··· Information

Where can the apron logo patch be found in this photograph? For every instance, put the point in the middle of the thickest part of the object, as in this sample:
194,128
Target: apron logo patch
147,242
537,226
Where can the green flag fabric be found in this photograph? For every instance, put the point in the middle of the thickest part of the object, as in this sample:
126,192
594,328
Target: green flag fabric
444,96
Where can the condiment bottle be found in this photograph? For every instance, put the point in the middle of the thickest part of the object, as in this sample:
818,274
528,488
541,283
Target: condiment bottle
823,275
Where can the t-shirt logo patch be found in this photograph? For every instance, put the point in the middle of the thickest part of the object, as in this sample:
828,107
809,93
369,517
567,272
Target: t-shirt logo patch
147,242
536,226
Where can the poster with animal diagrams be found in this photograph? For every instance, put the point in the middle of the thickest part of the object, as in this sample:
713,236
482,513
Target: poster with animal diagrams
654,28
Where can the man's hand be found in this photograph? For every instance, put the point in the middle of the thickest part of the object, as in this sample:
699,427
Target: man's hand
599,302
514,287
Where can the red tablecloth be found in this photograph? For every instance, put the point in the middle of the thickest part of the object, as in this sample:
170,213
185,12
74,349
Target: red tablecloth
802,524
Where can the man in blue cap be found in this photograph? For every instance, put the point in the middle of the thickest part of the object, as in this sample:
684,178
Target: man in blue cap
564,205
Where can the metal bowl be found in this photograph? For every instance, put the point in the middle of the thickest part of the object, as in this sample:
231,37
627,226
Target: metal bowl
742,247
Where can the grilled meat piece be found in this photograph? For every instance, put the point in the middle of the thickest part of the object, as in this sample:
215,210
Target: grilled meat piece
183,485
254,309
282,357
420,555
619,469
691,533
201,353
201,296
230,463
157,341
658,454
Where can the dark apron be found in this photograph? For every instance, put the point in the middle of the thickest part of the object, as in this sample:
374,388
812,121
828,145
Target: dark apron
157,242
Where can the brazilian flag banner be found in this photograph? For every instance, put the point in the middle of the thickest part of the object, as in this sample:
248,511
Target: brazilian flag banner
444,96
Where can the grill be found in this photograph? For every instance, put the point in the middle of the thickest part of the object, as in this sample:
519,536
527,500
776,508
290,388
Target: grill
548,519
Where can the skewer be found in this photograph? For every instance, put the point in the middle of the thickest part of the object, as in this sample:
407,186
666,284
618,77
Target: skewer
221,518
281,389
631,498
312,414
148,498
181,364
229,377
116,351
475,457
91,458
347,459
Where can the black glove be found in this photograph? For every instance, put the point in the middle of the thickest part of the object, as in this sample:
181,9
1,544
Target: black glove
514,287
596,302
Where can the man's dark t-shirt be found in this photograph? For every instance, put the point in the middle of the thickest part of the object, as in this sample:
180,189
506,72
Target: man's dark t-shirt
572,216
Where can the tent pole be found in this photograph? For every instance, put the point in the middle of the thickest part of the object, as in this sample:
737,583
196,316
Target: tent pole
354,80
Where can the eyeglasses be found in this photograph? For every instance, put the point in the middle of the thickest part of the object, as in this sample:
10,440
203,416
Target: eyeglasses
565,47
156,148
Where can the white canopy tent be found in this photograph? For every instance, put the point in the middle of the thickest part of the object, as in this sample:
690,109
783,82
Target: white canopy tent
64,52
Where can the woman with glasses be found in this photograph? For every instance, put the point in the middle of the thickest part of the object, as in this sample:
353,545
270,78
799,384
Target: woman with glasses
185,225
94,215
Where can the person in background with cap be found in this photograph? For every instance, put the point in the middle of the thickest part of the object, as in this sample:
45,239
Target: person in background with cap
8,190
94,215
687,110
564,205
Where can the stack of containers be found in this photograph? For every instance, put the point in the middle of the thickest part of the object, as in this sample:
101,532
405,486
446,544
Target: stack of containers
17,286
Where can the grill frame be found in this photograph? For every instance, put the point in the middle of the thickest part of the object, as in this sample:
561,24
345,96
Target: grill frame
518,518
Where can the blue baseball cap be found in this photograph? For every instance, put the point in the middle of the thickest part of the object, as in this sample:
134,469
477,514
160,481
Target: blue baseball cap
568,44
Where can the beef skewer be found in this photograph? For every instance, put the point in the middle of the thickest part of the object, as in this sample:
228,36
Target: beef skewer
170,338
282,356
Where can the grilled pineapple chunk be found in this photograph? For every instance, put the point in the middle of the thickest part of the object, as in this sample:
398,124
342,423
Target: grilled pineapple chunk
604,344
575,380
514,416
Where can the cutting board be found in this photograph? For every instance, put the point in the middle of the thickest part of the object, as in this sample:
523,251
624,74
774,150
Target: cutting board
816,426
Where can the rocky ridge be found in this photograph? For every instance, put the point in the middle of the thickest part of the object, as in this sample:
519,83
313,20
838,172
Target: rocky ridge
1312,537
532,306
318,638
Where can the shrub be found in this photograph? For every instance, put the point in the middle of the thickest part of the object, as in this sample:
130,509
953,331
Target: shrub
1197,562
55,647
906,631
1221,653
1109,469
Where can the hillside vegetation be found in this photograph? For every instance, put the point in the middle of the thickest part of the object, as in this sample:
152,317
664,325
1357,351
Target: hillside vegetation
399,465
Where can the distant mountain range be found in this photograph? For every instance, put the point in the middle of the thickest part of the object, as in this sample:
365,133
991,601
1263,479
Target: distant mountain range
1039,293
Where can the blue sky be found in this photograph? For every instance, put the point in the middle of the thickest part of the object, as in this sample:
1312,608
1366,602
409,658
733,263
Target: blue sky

······

*Work instructions*
Would you set down every record again, exactly as it appears above?

*Task answer*
Where can the apron logo patch be found in this photograph? For every instance, put the point in the middle of the thickest part of the object, as in this sample:
194,128
Target: apron logo patch
147,242
537,226
Where can the green flag fabric be found in this photograph? For every instance, put the point in the middle of the thickest part of the object, as in this sample:
126,192
594,328
Target: green flag fabric
444,96
Where can the condiment bottle be found in this photograph? For every instance, put the point in the middle of the thickest part of the object, as in this sample:
818,274
528,488
541,283
Target: condiment bottle
823,275
Where can the t-shirt logo patch be found in this photograph? For every instance, put the point in the middle of the thickest part of the object, as in this sample:
828,107
809,93
369,517
567,272
Target: t-shirt logo patch
147,242
536,226
Where can the poster with animal diagrams be found in this photograph? For every instance, put the point in the middle of the thickest part of the object, as in this sample:
713,236
482,513
Target: poster with animal diagrams
654,28
Where can the man's hand be found in this photograph? For every instance, put the point in the middle of the thickest part of the object, as in this sample:
699,427
Target: man's hand
599,302
514,287
Where can the red tablecloth be found in this photograph? For every instance, put the point in the middle of the thickest part of the object, as in this sample:
170,213
185,12
74,349
Target: red tablecloth
802,524
Where can the man in blue cap be found in this photograph? For every instance, put the point in the middle of the thickest part of the object, as in this sample:
684,178
Target: man in blue cap
564,205
Where can the metal bowl be found in this photograph? For every instance, put the point in the middle of the thickest part of the object, as in this sample:
231,37
627,226
Target: metal bowl
742,247
Where can the grilled meat piece be found in this photograph? For every instance, put the point in the middle of the thickest part of the object, as in this sample:
215,210
Target: grilled meat piece
183,485
254,309
282,357
420,555
619,469
691,533
201,353
201,296
230,463
157,341
658,454
Where can the dark apron be found in this photograph? For every instance, put the point in the middle of the thickest part of the object, as in this sample:
374,388
812,121
828,145
Target: dark apron
157,242
Where can the brazilian flag banner be found in this photograph? For every instance, put the point in the middle of the thickest part of the object, as in this sample:
248,511
Target: brazilian flag banner
444,96
Where can the grill be found in this photograph? For every instance, put the point in the middle of the thickest part of the object, as in this sample:
519,536
527,500
776,508
290,388
Target: grill
548,519
Where can the skewer be found in this photograph? For every instance, put the point in the middle of the thickest part of the object, as in this sample:
407,186
666,284
618,77
Target: skewer
221,518
281,389
631,498
312,414
148,498
181,364
229,377
116,351
475,457
91,458
347,459
Where can the black glove be found in this photograph? For every instance, put the point in the middle of the thickest part of the object, as in this sample:
181,9
1,544
Target: black glove
514,287
596,302
Where can the man's dark t-shirt be found in this photograph? For every instance, put the point in the middle of the thickest part of the object, as in this sample:
180,189
506,72
Target: man's dark t-shirt
572,216
Where can the tent pole be found in this photograph? For every instance, put the point in the middle of the thickest part of the object, as in this sample:
737,583
196,316
Target: tent pole
354,80
Where can the eyeglasses be found in this photograph? For every instance, put the point in the middle of the thickest part of the object, as in this sample:
10,440
203,416
Target: eyeglasses
565,47
156,148
Where can the white canopy tent be found in this photograph? For every instance, put the point in the middle of the thickest part of the object, as in this sample:
690,109
783,82
Target: white canopy tent
64,52
Where can the woman with glasses be found in this photograph? For every instance, put the point in the middle of the thickest part of the object, as in this sample:
353,545
270,78
799,384
Target: woman with glasses
185,225
94,215
Where can the person in background with cap be found in this photograph? For every instance, put the point in the middle of the thickest part of the object, as in this sample:
45,239
Target: person in background with cap
8,190
94,215
687,110
564,205
Where can the stack of containers be found in this photograph? For every instance, put the point in the middle of the thickest part of the object, as in this sample:
101,532
405,486
446,544
Target: stack of containers
17,286
Where can the grill frame be found in this photograph? For every instance, put the point in the middle of the thickest part of the object, as in this sample:
561,24
345,96
Target: grill frame
518,518
Where can the blue baseball cap be found in this photograph? For every instance, put the point in the middle of the thickest part of the object, as in this sample:
134,469
477,514
160,481
Target: blue baseball cap
568,44
Where can the beef skewer be found in this photograph? For every instance, put the point in the middle of the thickest part of the object, as in this sample:
228,36
Target: beef skewer
170,338
282,356
Where can the grilled pineapple chunk be found in this photograph? For every instance, put the point in the middle of the thickest part of the object, as in this sample:
398,124
342,423
Target: grilled pineapple chunk
604,344
575,380
514,416
Where can the cutting board be found in this photograph? For every instance, put the point in the middle of the thickest part of the object, as in this sample:
523,251
624,74
774,150
Target: cutting board
816,426
Where can the rocky ridge be found in this photograph? For every instance, put the point in the middle of the thickest part of the object, as in this sample:
519,83
313,20
838,172
Target: rocky ridge
1312,537
532,306
318,638
Where can the shrub be found in this photograph? For every instance, put the point in the middle of the thickest part of the object, as in this sample:
130,509
953,331
Target: shrub
1197,562
55,647
906,631
1221,653
1109,469
Where can the hillside vegetation be found in this photograph? For every instance, put the point in the middle of the thickest part of the object, as in this sample:
152,317
664,325
1357,351
Target: hillside vegetation
399,465
Where can the distant mountain range be found in this photograph? For every instance, put the point in the middle of the thickest part of the object, as in this sample:
365,133
991,601
1263,479
Target: distant mountain range
1039,293
Where can the blue sky be found in this photograph? For every instance, put the point in the middle of the thickest part of the object, as in this sample:
1312,608
1366,602
409,658
733,263
Target: blue sky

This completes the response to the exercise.